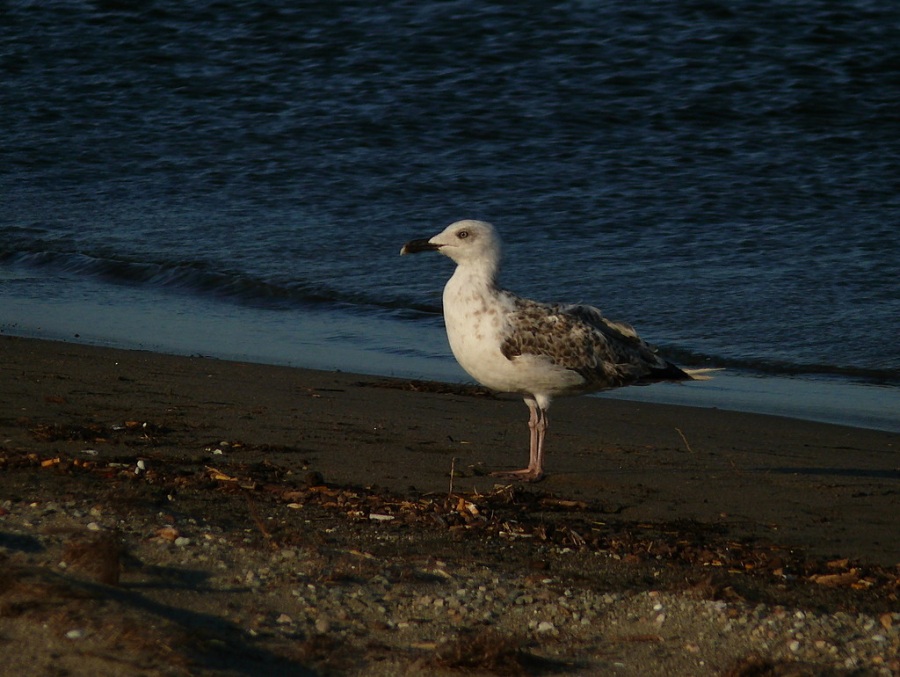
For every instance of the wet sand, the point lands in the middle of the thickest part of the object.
(830, 489)
(828, 492)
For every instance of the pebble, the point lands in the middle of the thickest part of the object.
(288, 585)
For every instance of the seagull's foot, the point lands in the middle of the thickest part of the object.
(523, 475)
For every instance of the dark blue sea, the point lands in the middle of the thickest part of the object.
(235, 179)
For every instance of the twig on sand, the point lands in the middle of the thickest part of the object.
(684, 439)
(452, 475)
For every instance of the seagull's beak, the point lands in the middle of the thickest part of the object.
(416, 246)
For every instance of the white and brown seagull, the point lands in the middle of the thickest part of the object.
(541, 350)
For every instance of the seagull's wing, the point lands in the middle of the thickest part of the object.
(577, 337)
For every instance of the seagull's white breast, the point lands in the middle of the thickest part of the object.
(476, 315)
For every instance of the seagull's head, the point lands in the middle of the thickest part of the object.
(464, 241)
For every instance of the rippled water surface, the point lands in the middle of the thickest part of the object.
(724, 175)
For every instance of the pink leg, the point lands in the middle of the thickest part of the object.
(537, 424)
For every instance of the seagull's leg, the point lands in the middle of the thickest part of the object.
(537, 463)
(537, 424)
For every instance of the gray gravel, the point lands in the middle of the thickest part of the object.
(387, 608)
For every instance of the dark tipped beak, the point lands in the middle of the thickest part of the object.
(416, 246)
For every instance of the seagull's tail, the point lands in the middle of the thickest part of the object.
(703, 374)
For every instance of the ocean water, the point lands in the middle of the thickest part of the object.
(235, 179)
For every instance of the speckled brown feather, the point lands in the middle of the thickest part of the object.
(604, 353)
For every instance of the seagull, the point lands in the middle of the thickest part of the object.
(539, 350)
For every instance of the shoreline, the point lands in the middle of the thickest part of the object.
(817, 398)
(820, 486)
(170, 515)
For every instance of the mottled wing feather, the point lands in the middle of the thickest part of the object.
(576, 337)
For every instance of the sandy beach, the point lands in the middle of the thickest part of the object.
(179, 515)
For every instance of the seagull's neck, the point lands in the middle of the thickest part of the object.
(477, 277)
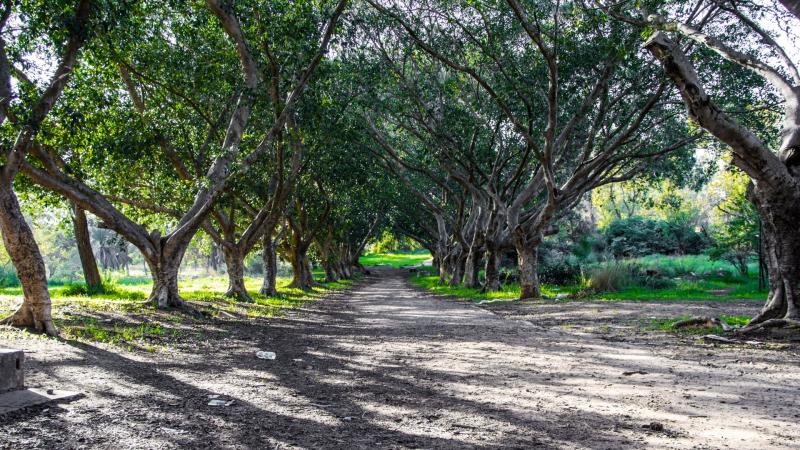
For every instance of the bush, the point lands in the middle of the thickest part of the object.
(559, 268)
(638, 237)
(78, 289)
(609, 277)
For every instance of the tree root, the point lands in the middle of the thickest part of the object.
(23, 319)
(240, 296)
(750, 328)
(767, 324)
(703, 322)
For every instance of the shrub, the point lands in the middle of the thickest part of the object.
(559, 268)
(78, 289)
(609, 277)
(638, 236)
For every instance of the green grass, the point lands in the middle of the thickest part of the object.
(695, 277)
(711, 289)
(122, 319)
(676, 266)
(666, 325)
(508, 292)
(395, 259)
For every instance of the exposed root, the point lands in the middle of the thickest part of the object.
(268, 292)
(703, 322)
(240, 296)
(23, 318)
(771, 323)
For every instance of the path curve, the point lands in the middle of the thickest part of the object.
(389, 366)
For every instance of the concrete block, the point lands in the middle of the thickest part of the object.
(16, 400)
(11, 366)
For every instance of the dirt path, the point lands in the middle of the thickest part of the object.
(387, 366)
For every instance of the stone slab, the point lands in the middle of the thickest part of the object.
(15, 400)
(11, 369)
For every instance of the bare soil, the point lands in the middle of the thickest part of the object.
(389, 366)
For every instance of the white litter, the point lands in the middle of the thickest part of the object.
(265, 355)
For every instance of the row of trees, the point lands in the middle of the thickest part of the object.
(167, 119)
(496, 117)
(500, 116)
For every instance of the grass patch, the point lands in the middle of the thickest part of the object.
(120, 318)
(508, 292)
(395, 259)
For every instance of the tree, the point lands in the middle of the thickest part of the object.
(25, 118)
(774, 170)
(219, 155)
(734, 221)
(595, 128)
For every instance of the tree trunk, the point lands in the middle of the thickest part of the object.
(458, 269)
(302, 278)
(164, 272)
(94, 283)
(472, 267)
(234, 261)
(24, 252)
(528, 272)
(330, 273)
(492, 282)
(270, 258)
(782, 251)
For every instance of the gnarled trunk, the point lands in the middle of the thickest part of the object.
(472, 267)
(24, 252)
(164, 272)
(492, 282)
(83, 240)
(528, 272)
(270, 258)
(301, 268)
(330, 272)
(782, 251)
(234, 262)
(458, 269)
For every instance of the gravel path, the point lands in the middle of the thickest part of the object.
(388, 366)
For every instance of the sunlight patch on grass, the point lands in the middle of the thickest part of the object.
(122, 319)
(395, 259)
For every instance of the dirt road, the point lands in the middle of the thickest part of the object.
(388, 366)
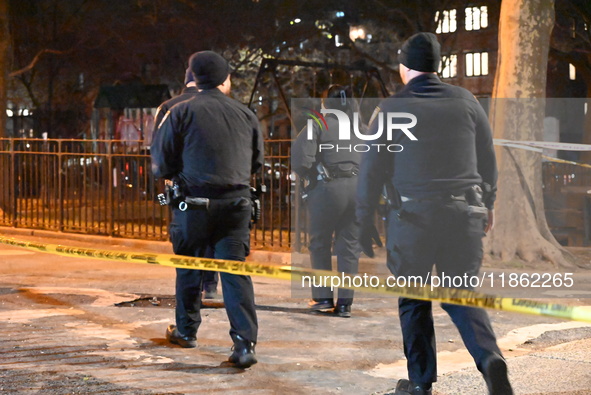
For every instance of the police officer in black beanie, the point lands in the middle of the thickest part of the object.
(211, 144)
(210, 278)
(331, 202)
(441, 218)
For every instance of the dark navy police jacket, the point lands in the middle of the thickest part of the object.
(453, 151)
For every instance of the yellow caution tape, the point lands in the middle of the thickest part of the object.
(445, 295)
(568, 162)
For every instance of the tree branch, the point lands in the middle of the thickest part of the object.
(36, 59)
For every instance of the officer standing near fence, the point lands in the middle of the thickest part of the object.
(210, 145)
(210, 278)
(442, 218)
(332, 183)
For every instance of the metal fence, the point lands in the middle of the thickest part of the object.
(105, 187)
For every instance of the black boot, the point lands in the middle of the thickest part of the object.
(243, 355)
(496, 376)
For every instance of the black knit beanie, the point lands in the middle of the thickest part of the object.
(209, 69)
(421, 52)
(189, 76)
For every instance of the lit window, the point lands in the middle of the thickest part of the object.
(449, 66)
(476, 64)
(476, 18)
(446, 21)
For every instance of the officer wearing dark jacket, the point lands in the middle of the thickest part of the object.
(331, 200)
(210, 278)
(189, 91)
(441, 221)
(211, 145)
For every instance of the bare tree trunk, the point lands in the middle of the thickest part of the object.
(4, 45)
(517, 113)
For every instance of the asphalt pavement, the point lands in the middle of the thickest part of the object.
(72, 325)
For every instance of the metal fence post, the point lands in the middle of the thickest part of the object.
(110, 219)
(62, 173)
(13, 180)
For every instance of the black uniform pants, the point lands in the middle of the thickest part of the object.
(225, 228)
(441, 233)
(331, 207)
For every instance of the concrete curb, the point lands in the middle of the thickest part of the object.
(162, 247)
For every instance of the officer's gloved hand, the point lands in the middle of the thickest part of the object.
(368, 235)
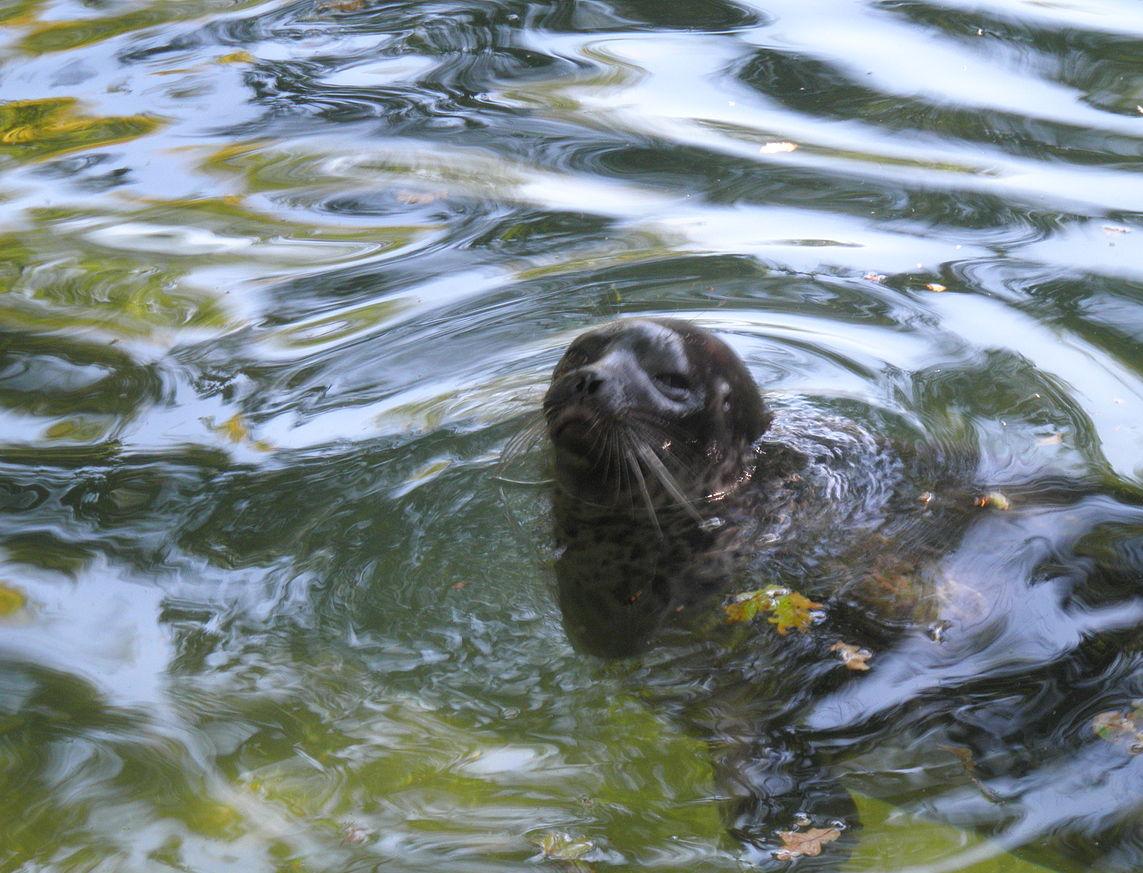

****

● **Work to be completed**
How many lines in the entries above contain the word "concrete", with case counting? Reply with the number alone.

● **Result**
2